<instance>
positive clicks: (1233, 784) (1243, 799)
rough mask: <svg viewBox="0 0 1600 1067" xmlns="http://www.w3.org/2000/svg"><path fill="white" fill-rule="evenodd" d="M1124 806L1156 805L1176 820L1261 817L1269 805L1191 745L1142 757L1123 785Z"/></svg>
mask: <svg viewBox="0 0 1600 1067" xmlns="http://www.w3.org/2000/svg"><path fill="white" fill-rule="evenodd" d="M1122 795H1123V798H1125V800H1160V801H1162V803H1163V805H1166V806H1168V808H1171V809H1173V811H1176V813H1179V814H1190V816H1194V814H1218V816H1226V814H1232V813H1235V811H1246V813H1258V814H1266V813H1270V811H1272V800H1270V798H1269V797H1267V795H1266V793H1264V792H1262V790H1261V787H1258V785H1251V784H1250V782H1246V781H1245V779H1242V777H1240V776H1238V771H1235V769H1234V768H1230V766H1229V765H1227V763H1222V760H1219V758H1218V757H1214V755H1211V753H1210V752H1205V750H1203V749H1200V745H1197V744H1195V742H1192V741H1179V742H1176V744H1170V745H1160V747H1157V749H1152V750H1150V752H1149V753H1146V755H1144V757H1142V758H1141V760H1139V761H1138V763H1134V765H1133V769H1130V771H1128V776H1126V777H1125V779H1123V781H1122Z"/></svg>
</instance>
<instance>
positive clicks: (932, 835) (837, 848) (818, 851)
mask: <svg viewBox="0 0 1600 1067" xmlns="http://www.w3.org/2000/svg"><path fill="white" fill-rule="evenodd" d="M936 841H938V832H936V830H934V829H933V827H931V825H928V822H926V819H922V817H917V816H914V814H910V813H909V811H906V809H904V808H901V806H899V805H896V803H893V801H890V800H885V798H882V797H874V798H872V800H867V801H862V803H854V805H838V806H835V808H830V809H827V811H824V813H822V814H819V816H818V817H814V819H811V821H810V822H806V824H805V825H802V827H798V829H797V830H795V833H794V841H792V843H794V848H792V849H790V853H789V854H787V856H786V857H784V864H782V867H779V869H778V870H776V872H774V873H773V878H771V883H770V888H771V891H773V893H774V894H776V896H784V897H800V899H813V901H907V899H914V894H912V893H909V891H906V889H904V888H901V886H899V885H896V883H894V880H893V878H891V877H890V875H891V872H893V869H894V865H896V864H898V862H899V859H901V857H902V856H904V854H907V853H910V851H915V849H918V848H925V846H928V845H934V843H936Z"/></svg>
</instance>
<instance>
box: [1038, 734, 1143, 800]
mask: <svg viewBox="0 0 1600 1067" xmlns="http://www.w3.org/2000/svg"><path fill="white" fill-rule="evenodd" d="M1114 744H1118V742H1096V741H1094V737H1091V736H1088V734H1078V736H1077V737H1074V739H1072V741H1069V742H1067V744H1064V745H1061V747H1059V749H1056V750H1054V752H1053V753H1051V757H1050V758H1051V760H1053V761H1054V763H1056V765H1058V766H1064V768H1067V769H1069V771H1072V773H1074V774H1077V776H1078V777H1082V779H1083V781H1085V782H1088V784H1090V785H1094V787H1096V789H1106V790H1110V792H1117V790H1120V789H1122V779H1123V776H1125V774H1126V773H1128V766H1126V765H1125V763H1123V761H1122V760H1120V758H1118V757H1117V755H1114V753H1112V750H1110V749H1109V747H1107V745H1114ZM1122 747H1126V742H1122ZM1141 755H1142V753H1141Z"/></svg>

● **WORK REQUIRED**
Put every line of the rows above into a JSON list of strings, one string per line, leaving out any blank lines.

● **ANSWER TO THIS TASK**
[
  "<instance>",
  "positive clicks: (1233, 784) (1243, 799)",
  "rough mask: <svg viewBox=\"0 0 1600 1067\" xmlns=\"http://www.w3.org/2000/svg\"><path fill=\"white\" fill-rule=\"evenodd\" d=\"M1124 806L1156 805L1176 820L1261 817L1269 805L1191 745L1142 757L1123 785Z\"/></svg>",
  "mask: <svg viewBox=\"0 0 1600 1067\" xmlns=\"http://www.w3.org/2000/svg\"><path fill=\"white\" fill-rule=\"evenodd\" d=\"M1122 795H1123V798H1125V800H1160V801H1162V803H1163V805H1166V806H1168V808H1171V809H1173V811H1176V813H1179V814H1190V816H1194V814H1218V816H1226V814H1232V813H1235V811H1246V813H1258V814H1266V813H1270V811H1272V800H1270V798H1269V797H1267V795H1266V793H1264V792H1262V790H1261V787H1258V785H1251V784H1250V782H1246V781H1245V779H1242V777H1240V776H1238V771H1235V769H1234V768H1230V766H1229V765H1227V763H1222V760H1219V758H1218V757H1214V755H1211V753H1210V752H1205V750H1203V749H1200V745H1197V744H1195V742H1192V741H1179V742H1176V744H1170V745H1160V747H1157V749H1152V750H1150V752H1149V753H1146V755H1144V757H1142V758H1141V760H1139V761H1138V763H1134V765H1133V769H1130V771H1128V776H1126V777H1125V779H1123V781H1122Z\"/></svg>",
  "</instance>",
  "<instance>",
  "positive clicks: (932, 835) (837, 848) (818, 851)",
  "mask: <svg viewBox=\"0 0 1600 1067\" xmlns=\"http://www.w3.org/2000/svg\"><path fill=\"white\" fill-rule=\"evenodd\" d=\"M936 841H938V832H936V830H934V829H933V827H931V825H928V822H926V819H922V817H917V816H914V814H910V813H909V811H906V809H904V808H901V806H899V805H896V803H893V801H890V800H885V798H882V797H874V798H872V800H867V801H862V803H854V805H838V806H835V808H830V809H827V811H824V813H822V814H819V816H818V817H814V819H811V821H810V822H806V824H805V825H802V827H798V829H797V830H795V833H794V841H792V843H794V848H792V849H790V853H789V854H787V856H786V857H784V864H782V867H779V869H778V870H776V872H774V873H773V878H771V883H770V888H771V891H773V893H774V894H776V896H784V897H800V899H813V901H907V899H914V894H912V893H909V891H906V889H904V888H901V886H899V885H896V883H894V880H893V878H891V877H890V875H891V872H893V869H894V865H896V864H898V862H899V859H901V857H902V856H904V854H907V853H910V851H915V849H918V848H925V846H928V845H934V843H936Z\"/></svg>",
  "</instance>",
  "<instance>",
  "box: [1038, 734, 1143, 800]",
  "mask: <svg viewBox=\"0 0 1600 1067\" xmlns=\"http://www.w3.org/2000/svg\"><path fill=\"white\" fill-rule=\"evenodd\" d=\"M1114 744H1118V742H1096V741H1094V737H1091V736H1088V734H1078V736H1077V737H1074V739H1072V741H1069V742H1067V744H1064V745H1061V747H1059V749H1056V750H1054V752H1053V753H1051V757H1050V758H1051V760H1053V761H1054V763H1056V765H1058V766H1064V768H1067V769H1069V771H1072V773H1074V774H1077V776H1078V777H1082V779H1083V781H1085V782H1088V784H1090V785H1094V787H1096V789H1106V790H1110V792H1117V790H1120V789H1122V779H1123V776H1125V774H1126V773H1128V766H1126V765H1125V763H1123V761H1122V760H1120V758H1118V757H1117V755H1114V753H1112V750H1110V749H1109V747H1107V745H1114ZM1122 747H1126V742H1122ZM1141 755H1142V753H1141Z\"/></svg>"
]